■ **Prompt**
Return every line below that contains the word "conifer", matching case exactly.

[Records start]

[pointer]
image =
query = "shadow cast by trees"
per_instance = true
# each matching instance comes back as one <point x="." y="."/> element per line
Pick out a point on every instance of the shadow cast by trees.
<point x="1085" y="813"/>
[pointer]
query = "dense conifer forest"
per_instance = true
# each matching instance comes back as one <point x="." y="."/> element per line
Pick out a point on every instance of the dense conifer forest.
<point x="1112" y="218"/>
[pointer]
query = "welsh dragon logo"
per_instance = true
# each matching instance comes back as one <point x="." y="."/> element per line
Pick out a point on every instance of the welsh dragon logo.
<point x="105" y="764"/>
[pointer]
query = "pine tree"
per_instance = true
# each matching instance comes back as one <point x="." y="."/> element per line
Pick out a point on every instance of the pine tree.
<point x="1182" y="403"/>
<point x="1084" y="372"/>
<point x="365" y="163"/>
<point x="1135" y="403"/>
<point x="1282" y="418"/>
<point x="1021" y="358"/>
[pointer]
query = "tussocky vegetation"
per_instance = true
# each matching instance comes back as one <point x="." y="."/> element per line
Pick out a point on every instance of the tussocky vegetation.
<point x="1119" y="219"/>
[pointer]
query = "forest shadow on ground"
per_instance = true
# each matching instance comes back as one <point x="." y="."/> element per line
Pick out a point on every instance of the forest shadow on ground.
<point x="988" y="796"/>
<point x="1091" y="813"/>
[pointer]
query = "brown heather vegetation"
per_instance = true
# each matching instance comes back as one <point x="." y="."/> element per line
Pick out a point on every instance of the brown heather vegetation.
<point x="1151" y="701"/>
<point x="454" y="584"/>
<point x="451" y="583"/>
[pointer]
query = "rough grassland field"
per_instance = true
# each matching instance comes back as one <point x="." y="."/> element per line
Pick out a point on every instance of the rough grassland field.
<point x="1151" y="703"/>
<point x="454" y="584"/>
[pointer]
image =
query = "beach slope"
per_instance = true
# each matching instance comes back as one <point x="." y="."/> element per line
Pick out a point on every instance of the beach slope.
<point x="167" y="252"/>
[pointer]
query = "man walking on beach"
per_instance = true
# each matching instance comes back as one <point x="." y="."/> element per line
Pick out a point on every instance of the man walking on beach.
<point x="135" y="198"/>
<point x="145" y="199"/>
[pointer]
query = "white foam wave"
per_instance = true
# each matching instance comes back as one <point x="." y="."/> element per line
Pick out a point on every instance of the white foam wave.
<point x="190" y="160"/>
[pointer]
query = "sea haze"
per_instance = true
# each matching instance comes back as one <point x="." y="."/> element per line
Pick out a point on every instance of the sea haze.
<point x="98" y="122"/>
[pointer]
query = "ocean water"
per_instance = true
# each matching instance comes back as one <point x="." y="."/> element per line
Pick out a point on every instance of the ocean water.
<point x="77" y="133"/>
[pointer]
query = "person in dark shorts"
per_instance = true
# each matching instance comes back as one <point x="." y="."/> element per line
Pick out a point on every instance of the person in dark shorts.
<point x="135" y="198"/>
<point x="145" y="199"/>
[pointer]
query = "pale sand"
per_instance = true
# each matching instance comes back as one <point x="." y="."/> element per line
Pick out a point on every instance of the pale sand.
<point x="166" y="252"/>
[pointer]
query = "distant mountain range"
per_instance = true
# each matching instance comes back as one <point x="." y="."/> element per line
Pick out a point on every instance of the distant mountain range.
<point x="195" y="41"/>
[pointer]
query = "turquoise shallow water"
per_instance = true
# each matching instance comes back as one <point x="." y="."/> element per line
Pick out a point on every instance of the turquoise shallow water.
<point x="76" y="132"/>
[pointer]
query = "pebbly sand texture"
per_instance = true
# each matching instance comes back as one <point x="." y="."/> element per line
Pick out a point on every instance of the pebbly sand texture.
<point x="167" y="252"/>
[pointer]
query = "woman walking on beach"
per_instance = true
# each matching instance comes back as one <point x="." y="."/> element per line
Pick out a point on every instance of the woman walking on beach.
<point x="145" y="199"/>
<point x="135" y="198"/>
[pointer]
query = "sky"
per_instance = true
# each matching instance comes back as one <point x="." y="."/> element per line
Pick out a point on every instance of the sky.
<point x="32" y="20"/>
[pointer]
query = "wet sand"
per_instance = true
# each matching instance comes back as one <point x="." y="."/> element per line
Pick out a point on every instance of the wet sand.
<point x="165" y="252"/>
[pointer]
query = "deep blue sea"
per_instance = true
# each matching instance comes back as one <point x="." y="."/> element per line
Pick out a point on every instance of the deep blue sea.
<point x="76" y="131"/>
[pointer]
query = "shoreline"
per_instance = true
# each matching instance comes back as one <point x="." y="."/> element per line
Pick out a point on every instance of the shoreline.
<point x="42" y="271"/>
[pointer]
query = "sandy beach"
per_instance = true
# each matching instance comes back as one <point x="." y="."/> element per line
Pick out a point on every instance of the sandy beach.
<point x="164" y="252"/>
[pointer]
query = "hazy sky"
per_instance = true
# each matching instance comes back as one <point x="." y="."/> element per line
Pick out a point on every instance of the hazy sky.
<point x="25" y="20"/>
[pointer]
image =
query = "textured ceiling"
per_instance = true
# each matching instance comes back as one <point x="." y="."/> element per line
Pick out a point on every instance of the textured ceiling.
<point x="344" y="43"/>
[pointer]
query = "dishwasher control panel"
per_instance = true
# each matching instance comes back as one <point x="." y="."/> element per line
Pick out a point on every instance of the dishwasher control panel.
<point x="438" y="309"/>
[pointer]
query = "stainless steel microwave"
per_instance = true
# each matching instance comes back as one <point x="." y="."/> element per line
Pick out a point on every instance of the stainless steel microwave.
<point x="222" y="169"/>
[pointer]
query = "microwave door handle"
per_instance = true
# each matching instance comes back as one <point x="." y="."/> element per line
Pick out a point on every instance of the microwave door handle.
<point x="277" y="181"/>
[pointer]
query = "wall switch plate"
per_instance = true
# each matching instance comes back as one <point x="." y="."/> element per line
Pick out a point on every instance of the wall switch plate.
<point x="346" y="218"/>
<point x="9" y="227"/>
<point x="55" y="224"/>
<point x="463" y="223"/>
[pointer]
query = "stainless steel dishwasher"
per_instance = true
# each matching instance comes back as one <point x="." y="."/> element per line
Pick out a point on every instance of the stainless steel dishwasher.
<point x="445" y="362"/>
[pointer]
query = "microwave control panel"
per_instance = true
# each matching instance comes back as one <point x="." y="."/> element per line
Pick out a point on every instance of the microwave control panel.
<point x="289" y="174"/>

[Records end]
[Records start]

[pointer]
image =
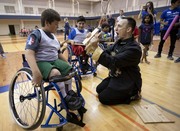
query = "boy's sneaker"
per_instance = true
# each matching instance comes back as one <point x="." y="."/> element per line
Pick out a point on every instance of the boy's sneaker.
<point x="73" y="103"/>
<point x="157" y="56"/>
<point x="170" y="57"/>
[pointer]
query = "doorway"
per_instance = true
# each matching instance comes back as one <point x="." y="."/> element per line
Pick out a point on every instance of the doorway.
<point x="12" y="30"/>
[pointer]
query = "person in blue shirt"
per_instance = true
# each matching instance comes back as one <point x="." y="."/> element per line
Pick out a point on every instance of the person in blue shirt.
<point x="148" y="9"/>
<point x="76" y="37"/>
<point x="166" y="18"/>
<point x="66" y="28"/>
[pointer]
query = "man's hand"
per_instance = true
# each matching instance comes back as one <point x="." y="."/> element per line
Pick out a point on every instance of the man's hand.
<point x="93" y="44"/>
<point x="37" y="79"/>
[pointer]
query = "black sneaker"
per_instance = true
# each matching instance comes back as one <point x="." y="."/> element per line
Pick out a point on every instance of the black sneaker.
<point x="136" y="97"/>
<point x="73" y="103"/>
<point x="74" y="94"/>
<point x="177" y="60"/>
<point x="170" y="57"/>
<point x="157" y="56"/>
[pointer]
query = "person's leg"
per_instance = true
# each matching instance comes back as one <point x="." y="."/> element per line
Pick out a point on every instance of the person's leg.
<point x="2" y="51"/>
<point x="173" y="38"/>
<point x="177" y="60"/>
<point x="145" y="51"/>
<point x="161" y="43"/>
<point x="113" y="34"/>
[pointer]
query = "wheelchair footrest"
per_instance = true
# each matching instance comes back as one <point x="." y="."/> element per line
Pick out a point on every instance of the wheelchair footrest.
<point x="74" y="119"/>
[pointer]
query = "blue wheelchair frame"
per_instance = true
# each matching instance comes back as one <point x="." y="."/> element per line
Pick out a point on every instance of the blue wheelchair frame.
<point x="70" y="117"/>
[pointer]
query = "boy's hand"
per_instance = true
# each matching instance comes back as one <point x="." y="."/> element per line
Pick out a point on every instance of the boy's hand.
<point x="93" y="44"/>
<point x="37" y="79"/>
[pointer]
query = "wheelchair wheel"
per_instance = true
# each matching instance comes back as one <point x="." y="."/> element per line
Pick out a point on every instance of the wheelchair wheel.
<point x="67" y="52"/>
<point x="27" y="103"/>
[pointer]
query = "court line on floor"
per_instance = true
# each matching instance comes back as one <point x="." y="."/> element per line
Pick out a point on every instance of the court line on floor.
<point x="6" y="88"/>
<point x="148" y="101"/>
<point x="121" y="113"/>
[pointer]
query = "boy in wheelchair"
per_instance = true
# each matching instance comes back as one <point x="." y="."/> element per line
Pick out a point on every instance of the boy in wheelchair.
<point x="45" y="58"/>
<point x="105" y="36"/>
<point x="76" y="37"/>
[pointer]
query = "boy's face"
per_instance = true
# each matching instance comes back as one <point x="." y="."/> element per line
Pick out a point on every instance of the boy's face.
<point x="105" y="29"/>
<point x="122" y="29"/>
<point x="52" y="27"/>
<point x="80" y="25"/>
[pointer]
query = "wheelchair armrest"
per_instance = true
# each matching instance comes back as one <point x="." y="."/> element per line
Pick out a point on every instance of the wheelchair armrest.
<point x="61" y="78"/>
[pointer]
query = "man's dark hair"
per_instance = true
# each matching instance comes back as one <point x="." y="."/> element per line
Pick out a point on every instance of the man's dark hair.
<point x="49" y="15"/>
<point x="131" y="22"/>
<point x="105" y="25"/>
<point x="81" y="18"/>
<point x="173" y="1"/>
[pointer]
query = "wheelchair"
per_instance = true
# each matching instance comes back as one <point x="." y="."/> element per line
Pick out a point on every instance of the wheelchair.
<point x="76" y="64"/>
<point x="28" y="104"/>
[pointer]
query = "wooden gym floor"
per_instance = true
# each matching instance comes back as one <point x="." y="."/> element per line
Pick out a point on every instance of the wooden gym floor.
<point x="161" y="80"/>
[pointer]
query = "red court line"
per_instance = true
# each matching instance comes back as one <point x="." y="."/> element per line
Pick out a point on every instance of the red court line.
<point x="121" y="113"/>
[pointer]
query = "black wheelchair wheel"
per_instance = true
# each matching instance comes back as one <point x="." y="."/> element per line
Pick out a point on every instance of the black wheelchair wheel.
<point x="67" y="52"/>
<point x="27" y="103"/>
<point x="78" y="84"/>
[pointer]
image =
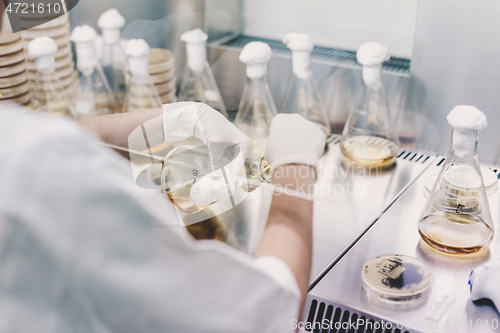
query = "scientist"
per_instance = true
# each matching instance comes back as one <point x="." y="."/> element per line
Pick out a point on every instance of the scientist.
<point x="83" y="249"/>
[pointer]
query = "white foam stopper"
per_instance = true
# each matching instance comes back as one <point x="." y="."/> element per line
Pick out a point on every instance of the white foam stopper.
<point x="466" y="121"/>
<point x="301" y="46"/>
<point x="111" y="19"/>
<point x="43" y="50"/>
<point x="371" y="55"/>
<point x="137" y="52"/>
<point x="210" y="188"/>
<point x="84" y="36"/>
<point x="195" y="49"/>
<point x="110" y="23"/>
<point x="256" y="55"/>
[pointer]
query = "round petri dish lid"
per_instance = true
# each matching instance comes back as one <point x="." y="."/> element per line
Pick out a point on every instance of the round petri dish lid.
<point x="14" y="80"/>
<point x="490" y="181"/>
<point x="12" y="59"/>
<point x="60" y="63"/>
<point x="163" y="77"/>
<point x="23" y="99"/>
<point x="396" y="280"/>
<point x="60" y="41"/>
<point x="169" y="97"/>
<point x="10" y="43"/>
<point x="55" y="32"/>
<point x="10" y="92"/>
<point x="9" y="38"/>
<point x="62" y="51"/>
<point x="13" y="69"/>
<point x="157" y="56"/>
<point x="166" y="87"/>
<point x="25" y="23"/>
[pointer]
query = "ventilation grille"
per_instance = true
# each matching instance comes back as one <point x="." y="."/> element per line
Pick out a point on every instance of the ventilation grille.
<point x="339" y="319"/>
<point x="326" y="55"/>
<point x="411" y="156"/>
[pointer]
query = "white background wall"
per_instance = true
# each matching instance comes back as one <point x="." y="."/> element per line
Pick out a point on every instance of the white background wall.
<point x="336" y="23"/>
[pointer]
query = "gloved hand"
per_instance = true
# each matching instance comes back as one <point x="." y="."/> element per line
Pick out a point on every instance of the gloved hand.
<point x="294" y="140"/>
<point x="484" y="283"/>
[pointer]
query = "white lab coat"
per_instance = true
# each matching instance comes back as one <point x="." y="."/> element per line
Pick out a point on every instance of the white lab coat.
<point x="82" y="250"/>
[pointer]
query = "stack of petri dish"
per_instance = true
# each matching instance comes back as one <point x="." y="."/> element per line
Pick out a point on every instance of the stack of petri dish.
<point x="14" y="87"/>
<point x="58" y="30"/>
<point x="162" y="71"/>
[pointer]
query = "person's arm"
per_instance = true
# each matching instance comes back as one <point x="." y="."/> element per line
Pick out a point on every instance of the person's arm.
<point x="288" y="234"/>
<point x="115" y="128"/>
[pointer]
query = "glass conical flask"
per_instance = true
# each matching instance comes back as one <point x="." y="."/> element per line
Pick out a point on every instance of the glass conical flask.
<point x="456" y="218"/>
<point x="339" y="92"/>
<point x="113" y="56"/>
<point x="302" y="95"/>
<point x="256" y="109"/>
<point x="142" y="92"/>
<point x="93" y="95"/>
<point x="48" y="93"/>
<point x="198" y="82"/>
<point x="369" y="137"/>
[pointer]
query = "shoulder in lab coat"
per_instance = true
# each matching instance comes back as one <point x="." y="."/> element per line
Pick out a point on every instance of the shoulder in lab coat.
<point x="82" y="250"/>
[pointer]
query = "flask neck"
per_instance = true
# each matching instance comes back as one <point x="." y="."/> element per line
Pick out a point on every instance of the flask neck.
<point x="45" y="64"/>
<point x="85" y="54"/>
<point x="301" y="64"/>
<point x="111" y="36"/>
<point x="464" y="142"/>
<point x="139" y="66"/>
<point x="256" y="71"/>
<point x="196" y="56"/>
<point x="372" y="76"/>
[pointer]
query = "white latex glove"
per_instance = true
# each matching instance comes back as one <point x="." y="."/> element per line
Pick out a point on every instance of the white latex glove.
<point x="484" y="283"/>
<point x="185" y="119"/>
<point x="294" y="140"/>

[Records end]

■ **Exercise answer**
query = "dense conifer forest"
Pick out a point on every instance of the dense conifer forest.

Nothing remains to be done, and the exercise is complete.